Begin Provided text

Mollie Tibbetts’ Accused Killer Makes First Court Appearance

By The Associated Press
The Associated Press
The Associated Press
August 22, 2018 Updated: August 22, 2018

Cristhian Bahena Rivera, the 24-year-old accused killer of an Iowa college student, made his first appearance in court on Aug. 22, 2018, at the Poweshiek County Courthouse in Montezuma.

He was charged with first-degree murder in the death of Mollie Tibbetts, who disappeared from Brooklyn on July 18.

A criminal complaint alleges Rivera followed Tibbetts while she was out for a run, abducted and killed her, and dumped her body in a cornfield. Investigators say Rivera led them to a body believed to be Tibbetts on Aug. 21.

Investigators zeroed in on Rivera after obtaining footage from surveillance cameras in Brooklyn. The footage showed a Chevy Malibu connected to Rivera that was driving back and forth as Tibbetts was running in the area, according to Iowa Division of Criminal Investigation special agent Rick Rahn.

End Provided text

--- What to do ---
**A)** Answer each question from the article on the Tibbetts murder case:
(i) Where did Cristhian Bahena Rivera make his first court appearance?
(ii) On what date did Mollie Tibbetts disappear from Brooklyn?
(iii) What vehicle did the Brooklyn surveillance footage show?
**B)** In two sentences, summarize the article on the Tibbetts murder case.
**C)** Carry on the article about Rivera's first court appearance, picking up after its final sentence.
The records that follow this article were taken from a separate, unrelated source.

Begin Given information

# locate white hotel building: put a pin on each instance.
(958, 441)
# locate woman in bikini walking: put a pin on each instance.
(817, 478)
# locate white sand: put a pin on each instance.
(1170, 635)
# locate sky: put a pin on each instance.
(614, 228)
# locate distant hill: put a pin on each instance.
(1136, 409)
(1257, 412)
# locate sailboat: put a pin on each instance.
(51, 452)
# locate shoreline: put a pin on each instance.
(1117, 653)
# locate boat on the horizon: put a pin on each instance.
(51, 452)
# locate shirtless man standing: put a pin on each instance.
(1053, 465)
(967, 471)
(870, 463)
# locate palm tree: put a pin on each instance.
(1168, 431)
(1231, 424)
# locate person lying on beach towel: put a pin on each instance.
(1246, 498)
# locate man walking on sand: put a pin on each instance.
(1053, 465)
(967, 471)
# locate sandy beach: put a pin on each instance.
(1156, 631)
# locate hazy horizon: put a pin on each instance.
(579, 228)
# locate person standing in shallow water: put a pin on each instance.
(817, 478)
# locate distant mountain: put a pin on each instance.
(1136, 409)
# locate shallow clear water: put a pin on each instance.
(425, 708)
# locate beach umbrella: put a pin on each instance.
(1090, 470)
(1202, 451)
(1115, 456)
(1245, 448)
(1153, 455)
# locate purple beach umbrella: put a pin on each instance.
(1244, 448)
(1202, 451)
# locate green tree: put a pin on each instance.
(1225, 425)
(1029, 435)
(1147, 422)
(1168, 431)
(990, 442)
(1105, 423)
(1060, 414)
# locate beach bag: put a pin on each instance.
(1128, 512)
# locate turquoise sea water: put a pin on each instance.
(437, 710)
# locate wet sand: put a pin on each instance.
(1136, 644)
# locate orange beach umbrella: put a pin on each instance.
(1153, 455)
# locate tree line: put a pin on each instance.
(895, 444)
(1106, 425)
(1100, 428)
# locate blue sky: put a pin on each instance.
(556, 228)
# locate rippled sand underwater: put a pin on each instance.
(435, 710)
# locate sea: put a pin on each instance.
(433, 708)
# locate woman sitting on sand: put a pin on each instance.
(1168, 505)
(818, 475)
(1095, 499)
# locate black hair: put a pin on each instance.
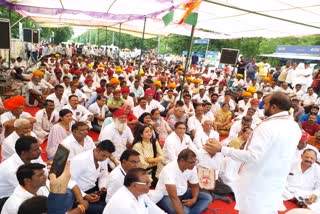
(27, 171)
(142, 116)
(127, 154)
(281, 100)
(64, 112)
(178, 124)
(133, 176)
(106, 145)
(23, 144)
(58, 87)
(72, 96)
(76, 125)
(34, 205)
(185, 154)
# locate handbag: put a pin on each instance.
(207, 178)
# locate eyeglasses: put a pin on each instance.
(134, 162)
(193, 162)
(142, 183)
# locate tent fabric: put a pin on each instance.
(224, 19)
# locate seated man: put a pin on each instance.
(32, 180)
(79, 141)
(176, 142)
(118, 132)
(133, 193)
(303, 179)
(141, 108)
(178, 116)
(36, 92)
(90, 169)
(27, 151)
(46, 118)
(22, 127)
(79, 112)
(115, 102)
(129, 159)
(173, 184)
(99, 111)
(311, 125)
(15, 106)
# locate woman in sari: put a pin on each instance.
(161, 126)
(151, 154)
(59, 131)
(223, 120)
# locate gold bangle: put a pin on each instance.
(82, 209)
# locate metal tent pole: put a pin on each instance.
(141, 46)
(186, 67)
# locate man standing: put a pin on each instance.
(173, 184)
(266, 159)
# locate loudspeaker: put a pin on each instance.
(5, 34)
(35, 36)
(27, 35)
(229, 56)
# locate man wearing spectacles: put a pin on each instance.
(132, 198)
(129, 159)
(173, 184)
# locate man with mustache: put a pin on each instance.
(302, 182)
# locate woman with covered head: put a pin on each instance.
(151, 154)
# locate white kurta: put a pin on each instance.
(9, 143)
(58, 104)
(84, 172)
(75, 147)
(266, 159)
(302, 184)
(18, 197)
(132, 205)
(174, 145)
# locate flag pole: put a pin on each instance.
(186, 67)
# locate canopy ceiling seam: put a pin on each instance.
(261, 14)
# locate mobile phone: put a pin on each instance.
(59, 160)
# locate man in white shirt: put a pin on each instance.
(176, 142)
(22, 127)
(133, 193)
(79, 112)
(303, 180)
(206, 133)
(303, 145)
(27, 151)
(99, 110)
(194, 122)
(58, 97)
(173, 184)
(308, 99)
(31, 178)
(266, 158)
(15, 106)
(90, 169)
(152, 103)
(129, 159)
(141, 108)
(78, 141)
(46, 118)
(118, 132)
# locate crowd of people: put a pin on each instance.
(166, 144)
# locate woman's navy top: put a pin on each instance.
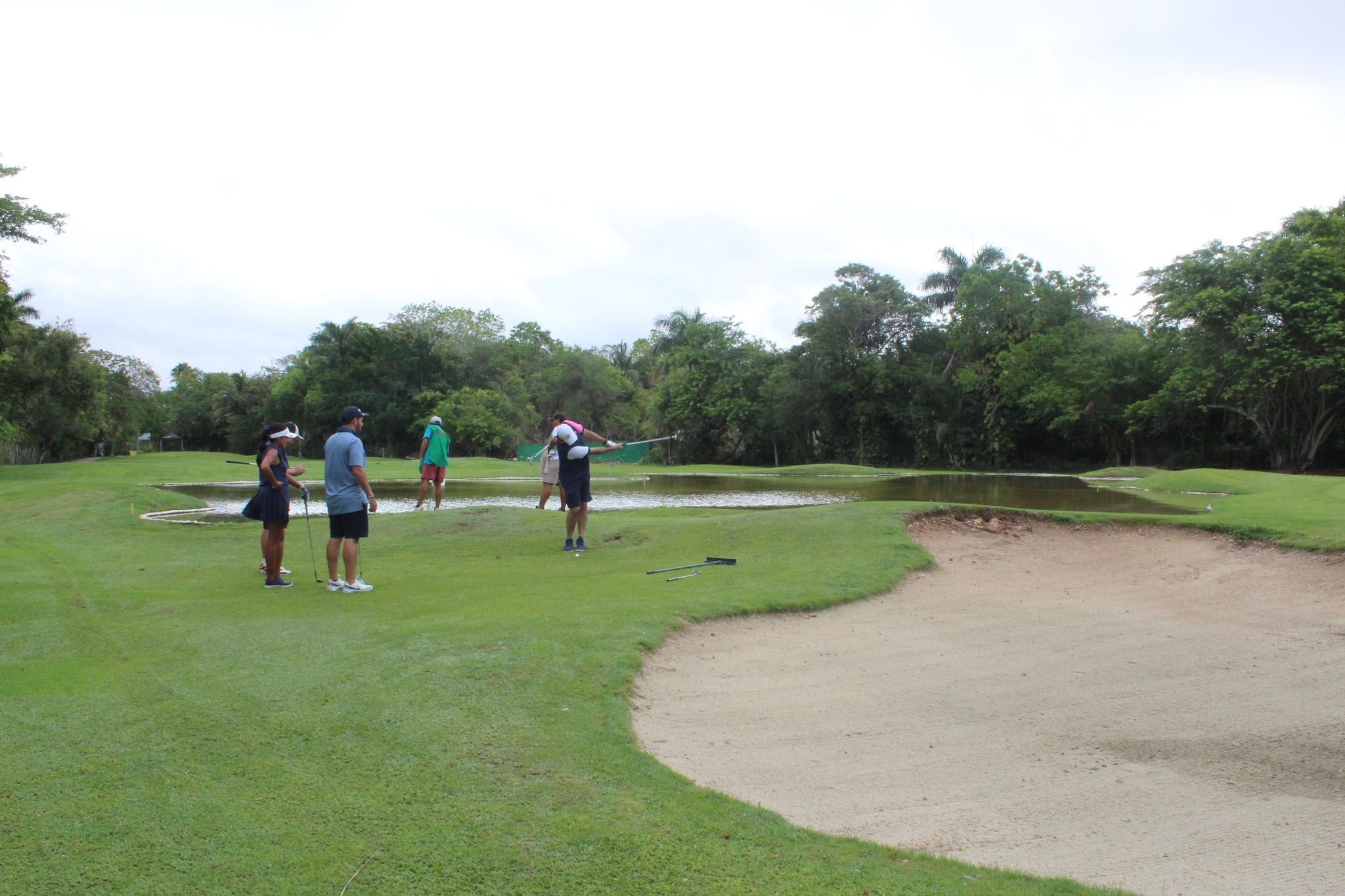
(280, 468)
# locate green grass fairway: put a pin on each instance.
(485, 467)
(171, 727)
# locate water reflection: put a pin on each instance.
(1021, 492)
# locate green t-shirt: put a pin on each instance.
(436, 452)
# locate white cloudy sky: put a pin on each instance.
(238, 172)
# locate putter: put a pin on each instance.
(313, 554)
(709, 562)
(649, 441)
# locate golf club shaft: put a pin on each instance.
(690, 566)
(313, 554)
(649, 441)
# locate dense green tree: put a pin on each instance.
(996, 310)
(16, 222)
(853, 331)
(481, 422)
(1258, 330)
(712, 391)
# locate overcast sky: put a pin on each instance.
(236, 174)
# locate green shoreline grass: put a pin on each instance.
(173, 727)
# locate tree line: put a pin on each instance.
(992, 363)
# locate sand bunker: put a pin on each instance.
(1155, 710)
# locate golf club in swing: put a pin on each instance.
(650, 441)
(313, 554)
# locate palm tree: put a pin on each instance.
(670, 332)
(942, 286)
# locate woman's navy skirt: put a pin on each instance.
(269, 505)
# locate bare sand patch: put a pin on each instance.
(1157, 710)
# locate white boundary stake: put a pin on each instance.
(649, 441)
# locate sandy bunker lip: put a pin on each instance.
(1157, 710)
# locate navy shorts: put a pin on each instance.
(576, 492)
(350, 526)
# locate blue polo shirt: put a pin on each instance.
(343, 452)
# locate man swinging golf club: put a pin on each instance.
(271, 504)
(433, 461)
(568, 440)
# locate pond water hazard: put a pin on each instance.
(682, 490)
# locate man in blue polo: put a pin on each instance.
(350, 500)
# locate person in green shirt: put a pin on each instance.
(433, 461)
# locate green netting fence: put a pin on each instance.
(632, 454)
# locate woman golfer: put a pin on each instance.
(271, 504)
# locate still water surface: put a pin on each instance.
(1021, 492)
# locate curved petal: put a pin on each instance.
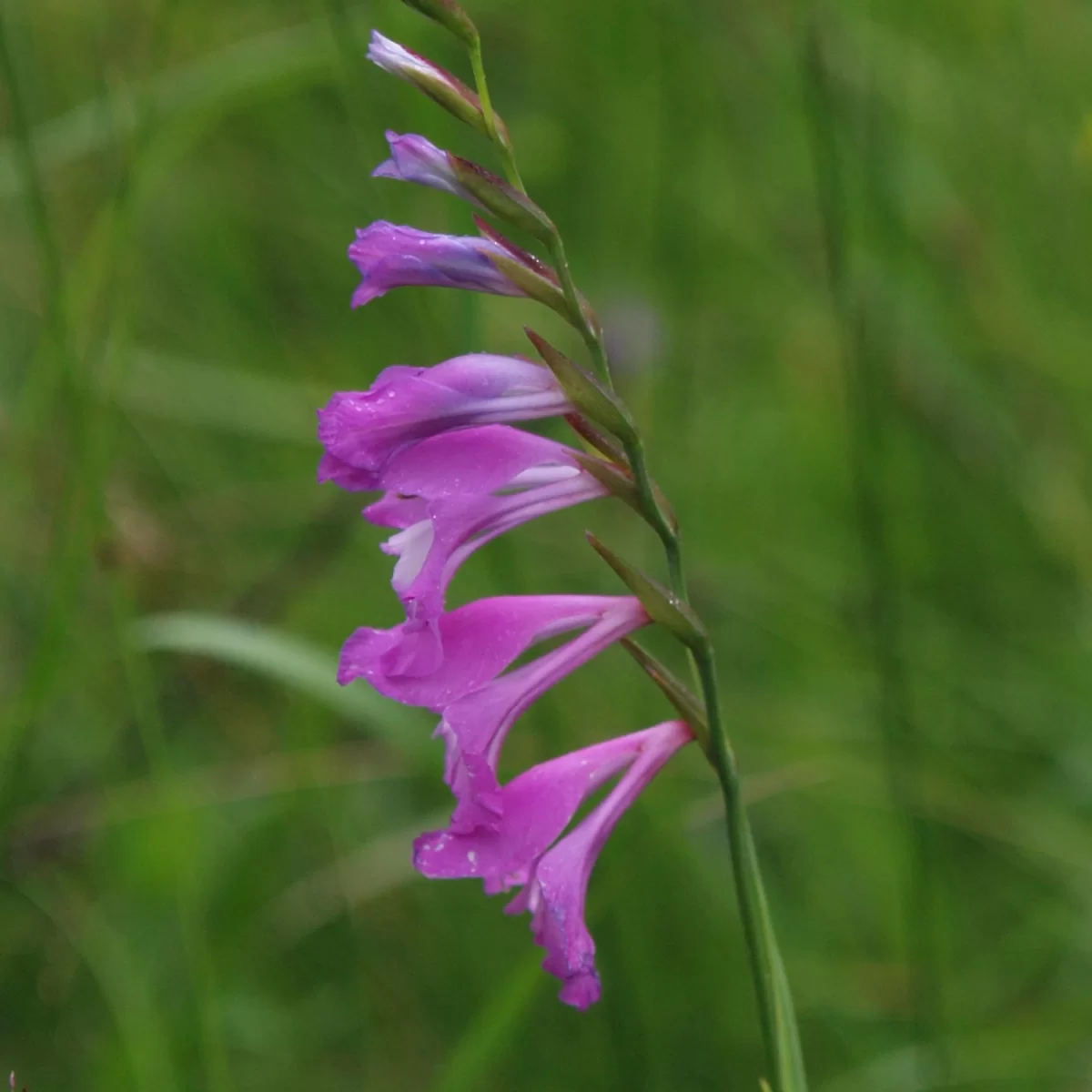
(479, 642)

End Given information

--- Results ---
**A)**
(i) At the Poweshiek County Courthouse in Montezuma.
(ii) July 18.
(iii) A Chevy Malibu connected to Rivera, driving back and forth while Tibbetts was running in the area.

**B)** Cristhian Bahena Rivera, 24, made his first court appearance on Aug. 22, 2018, in Montezuma, charged with first-degree murder in the death of Iowa college student Mollie Tibbetts, who disappeared from Brooklyn on July 18. A criminal complaint alleges that he followed, abducted, and killed her while she was running and then left her body in a cornfield, and investigators identified him through surveillance footage showing a Chevy Malibu connected to him.

**C)**
An affidavit attached to the criminal complaint against Rivera alleged that he admitted to investigators he got out of his car and started running alongside Tibbetts.

Tibbetts grabbed her phone and said she was going to call the police. The affidavit said Rivera panicked and then said he blacked out. Rivera next remembers seeing her earphones on his lap, and taking her bloody body out of the trunk of his car, it said.

Rivera was cooperating with investigators and speaking with the help of a translator, Rahn said.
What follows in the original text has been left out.